● **TASK DIRECTIONS**
Word for word, transcribe the lines from the one containing "Could you please indicate the black shoe" through the end of the entries, both included, and nothing else.

--- START OF RAW DATA ---

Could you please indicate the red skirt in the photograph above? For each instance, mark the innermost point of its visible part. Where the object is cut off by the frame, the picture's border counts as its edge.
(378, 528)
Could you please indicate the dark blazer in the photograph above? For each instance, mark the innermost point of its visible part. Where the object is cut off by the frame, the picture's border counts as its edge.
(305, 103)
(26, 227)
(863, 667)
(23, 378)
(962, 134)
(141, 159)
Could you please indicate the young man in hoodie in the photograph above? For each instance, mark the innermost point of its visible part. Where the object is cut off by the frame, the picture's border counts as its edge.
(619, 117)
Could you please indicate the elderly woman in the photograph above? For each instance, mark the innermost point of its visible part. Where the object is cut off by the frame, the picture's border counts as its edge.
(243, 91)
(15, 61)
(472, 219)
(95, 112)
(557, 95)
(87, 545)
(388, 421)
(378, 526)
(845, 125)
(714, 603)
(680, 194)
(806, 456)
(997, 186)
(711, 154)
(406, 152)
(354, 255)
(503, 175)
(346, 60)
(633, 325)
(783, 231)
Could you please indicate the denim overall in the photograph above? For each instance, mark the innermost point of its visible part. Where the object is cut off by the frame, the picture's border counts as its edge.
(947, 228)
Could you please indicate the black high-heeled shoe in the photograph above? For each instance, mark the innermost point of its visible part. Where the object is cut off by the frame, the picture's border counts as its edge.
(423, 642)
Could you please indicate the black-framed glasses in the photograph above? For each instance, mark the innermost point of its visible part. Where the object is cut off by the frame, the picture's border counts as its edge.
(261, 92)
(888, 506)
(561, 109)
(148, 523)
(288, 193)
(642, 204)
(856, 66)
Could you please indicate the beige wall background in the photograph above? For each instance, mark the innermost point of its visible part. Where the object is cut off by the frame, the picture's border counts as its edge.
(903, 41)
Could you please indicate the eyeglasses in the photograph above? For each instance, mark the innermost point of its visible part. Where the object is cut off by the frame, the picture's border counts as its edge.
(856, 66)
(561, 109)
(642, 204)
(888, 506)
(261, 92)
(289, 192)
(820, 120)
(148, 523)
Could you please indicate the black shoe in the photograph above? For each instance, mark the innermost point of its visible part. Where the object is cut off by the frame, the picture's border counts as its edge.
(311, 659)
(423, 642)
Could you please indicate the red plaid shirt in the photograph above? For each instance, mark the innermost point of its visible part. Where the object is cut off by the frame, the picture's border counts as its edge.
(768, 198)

--- END OF RAW DATA ---

● **WRITTEN RESPONSE**
Could you please indicate the black shoe in the photograph above? For each instance, mark the innermost point of its visible part. Where the object is cut off by the frame, the picture's border counts as its edge.
(311, 659)
(423, 642)
Could you please indicate the red plaid shirt in the photograph above? For each instance, mark the innermost point of its visible part. Where the object is cut off by the frame, the picture's border counts as its edge.
(768, 198)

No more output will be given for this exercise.